Given passage section start

When Mendelson saw her now-husband after his mother passed away, she expressed her condolences and gave him her card with her contact information. He called a few weeks later, and they started dated. They were engaged after 45 days and got married in three months.

Gibson, who is searching for that special someone, told JNS, “I am single for many, many years. I know everything that doesn’t work, so I can obviously give advice. A rabbi once told me: You can be right, and you can be right, and guess what, you can both be alone. You have to learn to compromise.”

‘Go out there and connect’

The show’s host, Erin Davis, a New Yorker who runs a dating service, said her 95-year-old maternal grandmother—a Holocaust survivor—is a mentor and inspiration for everything she does. Meeting the “bubbies” from the show was an amazing experience for her, and she said “it meant more to me than I think most people could ever understand. They’re really exceptional, and they’ve become friends and ‘bubbies’ to me.”

She added about the show, “Today it’s a high-tech society, and the personal touch of meeting people—the in-person connection these days—it’s going away. We’re kind of going old school with this show in more ways than one. It’s refreshing; it’s really amazing to see how powerful it is just to have people meeting again in person, and off their phones and engaging with other generations.”

Davis works full-time as a dating coach and private “wingwoman” (someone who goes into a social situation with the purpose of helping people meet) for her clients. She started matchmaking as a hobby and seven years ago began a non-profit called Shabbatness, which organized Shabbat dinners and events for Jewish young professionals to meet. In 2014, she branched out and created an individual consultation service called Erin Davis Wingwoman.

Davis takes her clients out to events that fit their personality and interests, and she does “in-person strategic introductions” for them so they meet new people.

“That’s the wingwoman part of the business,” she said.

During the day, she meets with clients for five to six hours to help them with everything from analyzing their text messages, which she said is her No. 1 service, to helping them navigate dating apps. She tries teaching her clients that online dating services and dating apps should supplement other efforts in meeting people.

When asked about her take on dating apps, she mentioned that “if it’s done in moderation, I think it can be a helpful thing. But most of the time, it’s taking over people’s lives and being the only thing they’re doing these days.”

Given passage section end
Data section start

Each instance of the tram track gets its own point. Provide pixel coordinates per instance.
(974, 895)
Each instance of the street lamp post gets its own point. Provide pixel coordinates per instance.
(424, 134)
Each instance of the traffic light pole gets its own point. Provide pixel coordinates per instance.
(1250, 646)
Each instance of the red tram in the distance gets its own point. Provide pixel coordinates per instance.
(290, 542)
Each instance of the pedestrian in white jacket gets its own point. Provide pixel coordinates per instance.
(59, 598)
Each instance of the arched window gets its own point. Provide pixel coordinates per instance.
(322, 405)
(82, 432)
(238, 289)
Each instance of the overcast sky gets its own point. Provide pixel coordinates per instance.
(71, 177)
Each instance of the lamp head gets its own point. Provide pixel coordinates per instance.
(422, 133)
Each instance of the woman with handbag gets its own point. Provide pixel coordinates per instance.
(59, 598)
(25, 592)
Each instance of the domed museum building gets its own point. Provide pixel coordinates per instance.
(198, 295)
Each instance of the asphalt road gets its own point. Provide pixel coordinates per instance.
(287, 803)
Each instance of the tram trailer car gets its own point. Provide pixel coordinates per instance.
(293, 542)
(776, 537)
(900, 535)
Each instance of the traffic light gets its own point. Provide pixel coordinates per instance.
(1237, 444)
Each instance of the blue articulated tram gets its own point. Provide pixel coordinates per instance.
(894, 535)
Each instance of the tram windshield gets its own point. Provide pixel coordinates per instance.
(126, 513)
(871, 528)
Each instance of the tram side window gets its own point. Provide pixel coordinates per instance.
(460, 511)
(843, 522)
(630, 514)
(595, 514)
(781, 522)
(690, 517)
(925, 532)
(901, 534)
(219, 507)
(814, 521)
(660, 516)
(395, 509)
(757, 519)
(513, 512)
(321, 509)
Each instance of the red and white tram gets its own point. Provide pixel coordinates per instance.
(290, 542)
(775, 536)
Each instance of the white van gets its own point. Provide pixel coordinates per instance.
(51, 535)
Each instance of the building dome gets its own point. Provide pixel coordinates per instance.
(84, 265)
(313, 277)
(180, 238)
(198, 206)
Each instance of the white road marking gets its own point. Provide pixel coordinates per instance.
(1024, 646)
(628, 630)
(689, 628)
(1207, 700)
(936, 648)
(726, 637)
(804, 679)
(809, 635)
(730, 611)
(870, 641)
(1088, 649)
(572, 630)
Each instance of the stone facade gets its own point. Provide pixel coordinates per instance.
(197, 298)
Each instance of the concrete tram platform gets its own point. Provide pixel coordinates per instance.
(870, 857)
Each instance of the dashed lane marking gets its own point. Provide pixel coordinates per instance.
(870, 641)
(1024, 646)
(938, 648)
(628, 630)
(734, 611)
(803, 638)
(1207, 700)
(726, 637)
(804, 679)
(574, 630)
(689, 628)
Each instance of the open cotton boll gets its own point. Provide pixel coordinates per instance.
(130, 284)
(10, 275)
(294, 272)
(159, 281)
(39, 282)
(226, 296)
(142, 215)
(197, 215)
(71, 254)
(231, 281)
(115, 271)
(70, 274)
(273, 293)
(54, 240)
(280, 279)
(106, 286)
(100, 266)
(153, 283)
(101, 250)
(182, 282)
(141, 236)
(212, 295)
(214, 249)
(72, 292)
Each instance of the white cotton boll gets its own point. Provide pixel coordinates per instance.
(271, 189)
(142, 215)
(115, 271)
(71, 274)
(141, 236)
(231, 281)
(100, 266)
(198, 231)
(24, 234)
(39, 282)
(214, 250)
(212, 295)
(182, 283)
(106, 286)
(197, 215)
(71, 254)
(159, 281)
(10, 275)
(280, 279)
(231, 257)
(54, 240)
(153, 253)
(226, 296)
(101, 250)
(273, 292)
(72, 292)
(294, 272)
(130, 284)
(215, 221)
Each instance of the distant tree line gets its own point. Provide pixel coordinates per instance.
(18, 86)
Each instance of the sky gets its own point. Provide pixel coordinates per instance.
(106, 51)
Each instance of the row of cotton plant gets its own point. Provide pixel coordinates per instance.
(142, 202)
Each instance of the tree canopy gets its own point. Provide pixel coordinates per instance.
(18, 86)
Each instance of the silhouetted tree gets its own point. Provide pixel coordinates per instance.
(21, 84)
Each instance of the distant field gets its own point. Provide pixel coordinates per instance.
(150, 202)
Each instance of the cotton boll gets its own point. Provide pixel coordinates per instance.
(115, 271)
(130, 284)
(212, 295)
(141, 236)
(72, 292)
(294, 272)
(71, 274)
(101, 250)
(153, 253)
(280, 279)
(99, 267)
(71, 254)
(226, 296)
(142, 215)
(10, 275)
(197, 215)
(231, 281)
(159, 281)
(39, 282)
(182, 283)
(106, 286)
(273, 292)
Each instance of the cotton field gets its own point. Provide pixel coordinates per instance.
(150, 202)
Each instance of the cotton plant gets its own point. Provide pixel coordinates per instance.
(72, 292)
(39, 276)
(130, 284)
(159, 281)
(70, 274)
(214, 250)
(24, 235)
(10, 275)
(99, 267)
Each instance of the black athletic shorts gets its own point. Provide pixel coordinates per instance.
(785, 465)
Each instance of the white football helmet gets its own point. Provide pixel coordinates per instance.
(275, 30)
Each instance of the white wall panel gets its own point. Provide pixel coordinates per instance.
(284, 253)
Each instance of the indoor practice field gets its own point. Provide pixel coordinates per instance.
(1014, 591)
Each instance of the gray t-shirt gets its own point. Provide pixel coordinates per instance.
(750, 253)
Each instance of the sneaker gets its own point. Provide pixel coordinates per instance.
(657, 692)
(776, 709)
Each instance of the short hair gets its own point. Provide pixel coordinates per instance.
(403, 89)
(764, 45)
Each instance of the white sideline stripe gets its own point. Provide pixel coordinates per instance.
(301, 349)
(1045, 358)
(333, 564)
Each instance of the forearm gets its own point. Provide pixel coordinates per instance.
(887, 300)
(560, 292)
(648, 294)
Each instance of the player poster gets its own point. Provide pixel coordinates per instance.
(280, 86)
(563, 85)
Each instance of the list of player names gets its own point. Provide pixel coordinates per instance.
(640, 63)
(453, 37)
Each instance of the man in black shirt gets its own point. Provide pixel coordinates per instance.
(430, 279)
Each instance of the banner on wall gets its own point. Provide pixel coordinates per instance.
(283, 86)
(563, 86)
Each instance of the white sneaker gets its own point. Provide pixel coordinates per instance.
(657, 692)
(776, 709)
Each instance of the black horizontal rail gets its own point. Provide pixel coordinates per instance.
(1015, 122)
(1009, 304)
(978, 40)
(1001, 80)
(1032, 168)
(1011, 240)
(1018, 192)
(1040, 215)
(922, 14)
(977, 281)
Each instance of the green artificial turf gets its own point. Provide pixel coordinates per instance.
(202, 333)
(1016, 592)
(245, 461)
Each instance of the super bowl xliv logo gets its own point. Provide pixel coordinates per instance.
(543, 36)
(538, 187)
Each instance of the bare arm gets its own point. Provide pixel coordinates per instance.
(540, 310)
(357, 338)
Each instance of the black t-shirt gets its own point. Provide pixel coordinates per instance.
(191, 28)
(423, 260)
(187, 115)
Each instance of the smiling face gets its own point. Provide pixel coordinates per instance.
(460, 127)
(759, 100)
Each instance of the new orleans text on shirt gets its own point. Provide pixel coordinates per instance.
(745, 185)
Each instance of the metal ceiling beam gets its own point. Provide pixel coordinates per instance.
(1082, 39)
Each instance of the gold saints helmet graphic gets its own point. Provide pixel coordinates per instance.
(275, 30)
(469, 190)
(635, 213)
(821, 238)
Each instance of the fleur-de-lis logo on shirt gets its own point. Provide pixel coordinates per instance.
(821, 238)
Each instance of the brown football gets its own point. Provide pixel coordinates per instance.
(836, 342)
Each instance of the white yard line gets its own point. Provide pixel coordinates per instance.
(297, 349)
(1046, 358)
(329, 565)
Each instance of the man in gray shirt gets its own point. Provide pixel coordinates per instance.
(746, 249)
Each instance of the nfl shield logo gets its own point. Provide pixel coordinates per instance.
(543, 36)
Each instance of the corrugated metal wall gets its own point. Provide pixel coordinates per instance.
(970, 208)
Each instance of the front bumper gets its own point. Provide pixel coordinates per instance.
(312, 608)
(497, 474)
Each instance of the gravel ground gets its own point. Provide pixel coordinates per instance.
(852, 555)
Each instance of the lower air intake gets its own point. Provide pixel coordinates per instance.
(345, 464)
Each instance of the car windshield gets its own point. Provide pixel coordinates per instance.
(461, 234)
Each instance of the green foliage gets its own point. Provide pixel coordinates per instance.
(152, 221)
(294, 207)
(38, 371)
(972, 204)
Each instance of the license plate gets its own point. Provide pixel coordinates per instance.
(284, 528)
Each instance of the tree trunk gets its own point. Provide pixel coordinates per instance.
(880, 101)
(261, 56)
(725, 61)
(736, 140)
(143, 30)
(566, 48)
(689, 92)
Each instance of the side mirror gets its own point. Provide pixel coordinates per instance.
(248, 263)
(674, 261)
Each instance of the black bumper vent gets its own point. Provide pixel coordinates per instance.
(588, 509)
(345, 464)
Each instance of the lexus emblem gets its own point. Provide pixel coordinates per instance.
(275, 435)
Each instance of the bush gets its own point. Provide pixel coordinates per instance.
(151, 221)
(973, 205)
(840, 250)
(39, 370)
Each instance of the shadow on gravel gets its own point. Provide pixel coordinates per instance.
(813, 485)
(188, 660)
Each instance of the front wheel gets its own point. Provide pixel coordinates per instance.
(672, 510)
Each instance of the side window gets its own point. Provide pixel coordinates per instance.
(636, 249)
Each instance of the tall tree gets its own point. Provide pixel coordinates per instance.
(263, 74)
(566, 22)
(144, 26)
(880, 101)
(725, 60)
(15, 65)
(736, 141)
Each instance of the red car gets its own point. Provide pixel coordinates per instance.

Data section end

- [Problem set]
(a) In the passage about the dating show, what does Erin Davis call her No. 1 service?
(b) Give every person named in the passage about the dating show.

- [Solutions per task]
(a) Analyzing her clients' text messages.

(b) Mendelson, Gibson, Erin Davis